* SHORT EXERCISE 1
Answer these questions from the passage on fuzzy matching and error correction.
(a) According to the passage, what is the original message that can be recovered?
(b) Where is the fuzzy match result of the first stage obtained from?
(c) What operational accuracy ratio did the tests reveal for false positive and false negative results?
* SHORT EXERCISE 2
Copy out part of the passage on fuzzy matching and error correction, beginning at the words "At this stage" and stopping after "can be recovered.".

ARTICLE start

At this stage the error correction coding scheme can be used to identify and correct any errors that did occur due to either transmission introduced errors or incorrect match results from the fuzzy key process, such that the original message (the session key) can be recovered.

As will thus be seen, a two stage process can be used to recover the original payload. The first of these is the fuzzy match result obtained from the cross-correlation of the blocks of the transmitted signature. This performs the decryption and retrieves the payload. However, depending upon factors such as the channel error rate for the channel which carried the message it is possible that some blocks may have been incorrectly decoded by the cross-correlation process. Thus, in addition to the fast and generally accurate fuzzy match process, an error correction coding scheme can be used in conjunction with the original payload. Thus this error correction coding can be used to identify and correct any bit values in the recovered payload that were decoded incorrectly by the fuzzy match process. This system therefore provides great efficiency by relying on the relatively fast and accurate fuzzy match process, and then optionally uses a backup error correction coding scheme to identify any mismatches from the fuzzy match system for maximum possible accuracy.

Tests performed using the example data length figures from the example of FIG. 7 have revealed an operational accuracy ratio of the order of at least 1:1,000,000 in terms of false positive and false negative results, where the bit error rate between multiple signatures generated from the same article is 30% (i.e. only 70% bit match rate—usually at the lower limit of acceptability for any biometric/biometric type signature system).

ARTICLE end
DATA SHOWN start

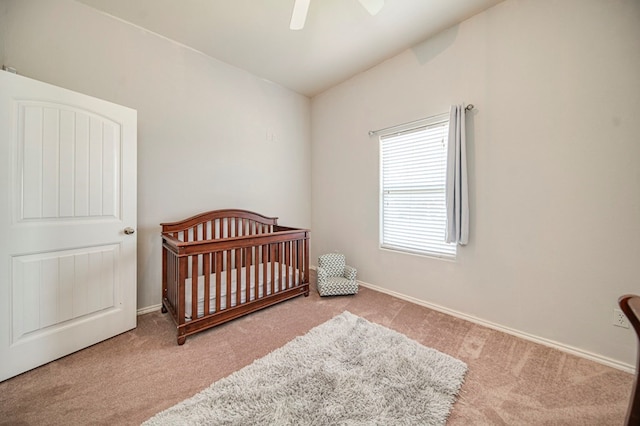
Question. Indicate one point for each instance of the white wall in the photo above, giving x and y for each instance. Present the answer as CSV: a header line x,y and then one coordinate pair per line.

DATA SHOWN end

* FINISHED ANSWER 1
(a) The session key.
(b) From the cross-correlation of the blocks of the transmitted signature.
(c) A ratio of the order of at least 1:1,000,000.

* FINISHED ANSWER 2
At this stage the error correction coding scheme can be used to identify and correct any errors that did occur due to either transmission introduced errors or incorrect match results from the fuzzy key process, such that the original message (the session key) can be recovered.